▸ Exercise text
[Start of Attachment]

The Asian Institute of Maritime Studies (AIMS) is a merchant marine college in Pasay, Philippines that provides highly technical learning in terms of maritime education. It is one of the top performing maritime schools in the Philippines. It was founded in 1993 by Captain Wilijado P. Abuid along with his friends.

History
Sometime in July 1993, a group of thirteen educators and merchant marine officers established an institute of higher learning, the Asian Institute of Maritime Studies (AIMS). The forerunners behind AIMS, namely: Capt. Wilijado P. Abuid, a former Navy Officer and a maritime educator in the field of training and upgrading; Atty. Santiago N. Pastor, a corporate lawyer, banker and educator; Dr. Felicito P. Dalaguete, a marine officer and an academician with expertise in marine education and training; Mrs. Jayne O. Abuid, a business woman; Arlene Abuid-Paderanga, Ed.D., a management specialist with background in Architecture and Design, along with other incorporators. Thus, on 16 August 1993, AIMS was legally registered as a non-stock educational institution, and was issued government accreditation by the Commission on Higher Education (Philippines) (CHED) to offer Customs Administration and Merchant Marine courses. AIMS is located at Roxas Boulevard fronting Manila Bay. The campus, with its training facilities housed at AIMS Tower was opened. In 1999, another site at A. S. Arnaiz Ave. corner F. B. Harrison St. was inaugurated to greet the new millennium towards more intensive and comprehensive education and training. In 2005, a new site (a six-storey building) was opened at Roxas Boulevard to house the Maritime College. The shack is also expected to house the Maritime Knowledge X-Change where libraries and an envisioned museum will be opened to the public.

Campus

The maritime institution lies in the vicinity of Roxas Boulevard, A. Arnaiz Street (also known as Libertad Street), Roberts Street, and F.B. Harrison Street in Pasay.

It is composed of eight buildings, namely the AIMS TOWER, AIMS Lighthouse Bldg (formerly MC Building), the AIMS Multi-purpose Court, Maritime College Annex Building, June Five Dormitory, M/V Buffalo Laboratory, Capt. Wilijado P. Abuid Foundation Building (WPA FDTN Building), and the College of Business Building (CB Building).

The AIMS TOWER and AIMS Lighthouse Bldg is located along Roxas Boulevard. It is highlighted with a lighthouse tower, which only serves as the main stairway of the six-storey building. It houses the College of Maritime Education, the Information and Communication Technology (ICT) Office, Maritime College Internet Laboratory, the Maritime College Library, The Ship, state of the art Bridge Simulator and Engine Simulator rooms, Department of Marine Engineering Office, Department of Marine Transportation Office, Department of Naval Architecture Office, the Plotting Room (for Marine Transportation Cadets, the Electrotechnology Laboratory (for Marine Engineering Cadets), Office of the President, Office of the Senior Vice-president, Quality Assurance Department (QuAD) and the Museo maritimo.

[End of Attachment]

▸ Input data
[Start of Attachment]

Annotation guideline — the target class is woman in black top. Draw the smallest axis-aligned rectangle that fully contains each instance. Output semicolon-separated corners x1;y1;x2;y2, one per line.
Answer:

[End of Attachment]

▸ What you will do
Continue the article about the Asian Institute of Maritime Studies, starting after its last sentence.

▸ Exercise output
The AIMS Multi-purpose Court, or popularly known as MPC, is also located inside MC Building campus. It houses the school grounds and the basketball court which is intended for sports and recreational activities. It also serves as play, demonstration, and drill grounds of both students and employees of AIMS. It also houses the Registrar's Office, Office of the Vice-President for Finance, Finance, Security and Safety Department (SSD), Facilities and Assets Management Office (FAMO), Regiment Office, Corps of Regiment Officers and the Maritime College Clinic.

June Five Dormitory is a five-storey building that serves as home to cadets undergoing the Merchant Marine Cadetship Program (MMCP). The building also houses the Cafeteria and the Bookstore both located at the ground floor.

The Maritime College Annex Building is located on A. Arnaiz Street side but it is connected on MC Building and MPC. It also houses the College of Maritime Education, Office of the Vice-President for Academic Affairs / Academic Director's Office, Physics and Chemistry Laboratory, Admissions & Marketing Office, PSTC, and the AIMS Cooperative and Barber Shop.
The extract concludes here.